Region pointing data:
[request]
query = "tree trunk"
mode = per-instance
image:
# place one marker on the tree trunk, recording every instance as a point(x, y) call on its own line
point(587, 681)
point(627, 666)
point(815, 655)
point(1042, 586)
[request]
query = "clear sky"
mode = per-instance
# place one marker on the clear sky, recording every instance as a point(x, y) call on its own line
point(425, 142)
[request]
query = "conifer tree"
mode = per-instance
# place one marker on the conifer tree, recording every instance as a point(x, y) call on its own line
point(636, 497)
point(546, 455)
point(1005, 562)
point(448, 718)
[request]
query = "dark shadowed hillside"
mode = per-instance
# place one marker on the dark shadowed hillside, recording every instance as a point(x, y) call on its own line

*Task prompt*. The full set of entries should appear again, unchanged, line by line.

*Answer area*.
[request]
query = "tree trunk"
mode = per-instance
image:
# place one marker on the tree trunk, recording every instance as a point(x, y) call on its own line
point(587, 681)
point(627, 666)
point(815, 655)
point(1042, 586)
[request]
query = "clear sky"
mode = per-instance
# place one marker on the clear sky, recording every instance as a point(x, y) call on its own line
point(425, 142)
[request]
query = "conifer tree"
mode = per-instance
# place one marker on the conifer tree, recording every instance as a point(x, y) call on its own line
point(636, 497)
point(546, 455)
point(1005, 562)
point(448, 718)
[request]
query = "dark shadowed hillside"
mode = per-instance
# place one marker on the dark shadowed hillside, recording every instance as a point(x, y) call on its own line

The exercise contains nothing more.